* [GOAL OF THE EXERCISE]: Identify each line below that contains the word "order", and copy it out.

[Opening DATASET ENTRIES section]

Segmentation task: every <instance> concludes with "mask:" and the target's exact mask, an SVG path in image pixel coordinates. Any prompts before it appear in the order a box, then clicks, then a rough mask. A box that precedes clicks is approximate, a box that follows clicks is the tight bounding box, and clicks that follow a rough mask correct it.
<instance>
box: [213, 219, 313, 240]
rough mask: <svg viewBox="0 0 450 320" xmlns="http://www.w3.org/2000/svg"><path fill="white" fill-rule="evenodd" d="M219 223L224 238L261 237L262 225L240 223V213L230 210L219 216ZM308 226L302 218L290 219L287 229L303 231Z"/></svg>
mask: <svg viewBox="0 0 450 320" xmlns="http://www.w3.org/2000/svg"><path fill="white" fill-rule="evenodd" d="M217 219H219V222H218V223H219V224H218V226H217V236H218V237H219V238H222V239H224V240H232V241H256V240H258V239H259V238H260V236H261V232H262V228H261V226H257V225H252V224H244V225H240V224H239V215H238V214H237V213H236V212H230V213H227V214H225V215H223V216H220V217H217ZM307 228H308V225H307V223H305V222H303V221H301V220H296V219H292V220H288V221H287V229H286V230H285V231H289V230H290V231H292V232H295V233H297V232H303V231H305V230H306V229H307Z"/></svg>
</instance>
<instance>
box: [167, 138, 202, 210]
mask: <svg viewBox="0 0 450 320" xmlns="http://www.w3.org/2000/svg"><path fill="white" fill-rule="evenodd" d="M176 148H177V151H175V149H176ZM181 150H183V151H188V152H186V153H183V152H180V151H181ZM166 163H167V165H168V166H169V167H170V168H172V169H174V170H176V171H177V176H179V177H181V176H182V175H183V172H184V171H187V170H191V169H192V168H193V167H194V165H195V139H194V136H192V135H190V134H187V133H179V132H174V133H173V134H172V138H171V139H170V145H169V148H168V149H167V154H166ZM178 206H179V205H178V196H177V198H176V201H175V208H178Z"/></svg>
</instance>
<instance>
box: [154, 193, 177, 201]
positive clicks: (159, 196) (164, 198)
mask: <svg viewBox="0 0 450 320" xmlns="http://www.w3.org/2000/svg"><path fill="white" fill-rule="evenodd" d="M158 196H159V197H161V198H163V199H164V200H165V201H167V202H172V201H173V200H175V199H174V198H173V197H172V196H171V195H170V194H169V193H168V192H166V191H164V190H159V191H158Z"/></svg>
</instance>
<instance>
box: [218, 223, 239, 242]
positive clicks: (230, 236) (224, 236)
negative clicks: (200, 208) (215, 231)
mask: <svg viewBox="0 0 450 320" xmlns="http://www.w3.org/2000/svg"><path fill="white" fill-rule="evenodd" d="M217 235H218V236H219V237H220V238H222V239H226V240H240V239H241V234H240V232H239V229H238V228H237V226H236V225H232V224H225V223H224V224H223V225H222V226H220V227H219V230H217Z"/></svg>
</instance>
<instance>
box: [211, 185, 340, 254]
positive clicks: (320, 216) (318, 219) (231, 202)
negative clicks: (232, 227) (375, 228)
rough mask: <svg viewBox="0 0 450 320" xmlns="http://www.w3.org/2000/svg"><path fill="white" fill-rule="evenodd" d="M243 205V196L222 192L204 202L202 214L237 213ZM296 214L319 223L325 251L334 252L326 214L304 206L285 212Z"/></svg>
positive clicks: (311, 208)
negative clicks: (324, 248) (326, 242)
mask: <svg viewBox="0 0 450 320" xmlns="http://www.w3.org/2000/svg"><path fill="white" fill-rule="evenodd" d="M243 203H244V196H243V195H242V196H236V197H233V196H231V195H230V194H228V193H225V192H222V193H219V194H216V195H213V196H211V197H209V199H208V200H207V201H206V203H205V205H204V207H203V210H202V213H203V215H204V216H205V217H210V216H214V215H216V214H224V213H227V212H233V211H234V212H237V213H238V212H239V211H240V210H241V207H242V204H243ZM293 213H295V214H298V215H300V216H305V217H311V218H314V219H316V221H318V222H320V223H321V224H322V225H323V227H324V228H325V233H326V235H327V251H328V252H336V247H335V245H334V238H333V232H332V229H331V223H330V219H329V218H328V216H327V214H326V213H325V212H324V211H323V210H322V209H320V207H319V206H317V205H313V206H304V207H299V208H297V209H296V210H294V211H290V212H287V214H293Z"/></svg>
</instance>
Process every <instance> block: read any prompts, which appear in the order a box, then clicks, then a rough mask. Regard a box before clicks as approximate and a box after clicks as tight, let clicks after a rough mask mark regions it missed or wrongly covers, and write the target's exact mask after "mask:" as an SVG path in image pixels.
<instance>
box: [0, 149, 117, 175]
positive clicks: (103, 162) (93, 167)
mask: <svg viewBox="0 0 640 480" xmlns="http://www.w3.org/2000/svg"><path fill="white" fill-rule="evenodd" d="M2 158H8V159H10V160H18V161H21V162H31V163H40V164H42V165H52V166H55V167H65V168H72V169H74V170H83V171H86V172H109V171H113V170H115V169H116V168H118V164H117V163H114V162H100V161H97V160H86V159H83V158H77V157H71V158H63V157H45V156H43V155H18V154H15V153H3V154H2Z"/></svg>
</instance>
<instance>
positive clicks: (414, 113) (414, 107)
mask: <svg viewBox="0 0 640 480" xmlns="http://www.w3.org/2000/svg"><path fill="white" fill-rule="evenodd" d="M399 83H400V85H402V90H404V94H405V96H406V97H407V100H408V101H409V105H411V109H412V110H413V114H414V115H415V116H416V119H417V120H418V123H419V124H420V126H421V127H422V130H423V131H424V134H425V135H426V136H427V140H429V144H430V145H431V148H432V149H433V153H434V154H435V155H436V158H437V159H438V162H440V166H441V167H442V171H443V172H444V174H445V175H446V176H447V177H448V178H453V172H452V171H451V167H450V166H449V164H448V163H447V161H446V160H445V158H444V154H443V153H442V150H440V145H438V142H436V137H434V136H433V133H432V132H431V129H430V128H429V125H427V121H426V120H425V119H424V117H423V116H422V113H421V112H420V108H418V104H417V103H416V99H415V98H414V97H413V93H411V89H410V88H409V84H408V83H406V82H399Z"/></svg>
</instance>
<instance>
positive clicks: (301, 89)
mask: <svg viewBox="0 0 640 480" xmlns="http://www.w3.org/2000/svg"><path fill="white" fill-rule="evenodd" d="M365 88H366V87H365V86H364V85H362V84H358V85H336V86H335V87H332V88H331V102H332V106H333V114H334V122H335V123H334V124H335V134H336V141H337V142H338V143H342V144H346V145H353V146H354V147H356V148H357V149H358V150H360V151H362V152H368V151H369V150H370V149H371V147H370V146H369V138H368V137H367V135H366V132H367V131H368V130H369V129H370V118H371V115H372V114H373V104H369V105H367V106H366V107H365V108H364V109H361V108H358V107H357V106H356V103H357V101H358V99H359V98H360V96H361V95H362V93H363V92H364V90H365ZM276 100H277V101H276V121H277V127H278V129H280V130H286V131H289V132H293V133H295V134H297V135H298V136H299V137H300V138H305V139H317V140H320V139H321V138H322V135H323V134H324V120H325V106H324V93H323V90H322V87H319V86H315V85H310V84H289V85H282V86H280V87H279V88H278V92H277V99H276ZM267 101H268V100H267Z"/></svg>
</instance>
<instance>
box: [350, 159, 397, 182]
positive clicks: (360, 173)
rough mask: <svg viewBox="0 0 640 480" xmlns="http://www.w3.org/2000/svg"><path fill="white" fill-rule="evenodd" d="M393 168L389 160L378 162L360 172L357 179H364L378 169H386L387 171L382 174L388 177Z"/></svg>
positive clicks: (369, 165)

[Closing DATASET ENTRIES section]

* [ANSWER BELOW]:
Segmentation task: every <instance> concludes with "mask:" and the target's exact mask, an SVG path in image pixel coordinates. Any prompts before it appear in the order a box, then clicks, then a rough mask. A box that precedes clicks is approximate, a box that follows clicks is the tight bounding box, and clicks that follow a rough mask correct it.
Process every <instance> block: read any prompts, which appear in the order a box, then clicks, then a rough mask. Regard a box before clicks as approximate and a box after clicks as tight, let clicks after a rough mask mark regions it missed or wrongly covers, and write the target's exact mask after "mask:" as an SVG path in image pixels.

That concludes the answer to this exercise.